▶ **WHAT IS BEING ASKED**: Every record here needs to be duplicated exactly.

(Point-per-instance localization data)
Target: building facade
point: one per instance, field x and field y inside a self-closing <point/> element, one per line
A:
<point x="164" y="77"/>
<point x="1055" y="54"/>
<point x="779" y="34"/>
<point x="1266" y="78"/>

▶ **FINAL ANSWER**:
Target: building facade
point: one per instance, field x and field y inside a self-closing <point/> element, one per line
A:
<point x="164" y="77"/>
<point x="1055" y="54"/>
<point x="779" y="34"/>
<point x="1266" y="78"/>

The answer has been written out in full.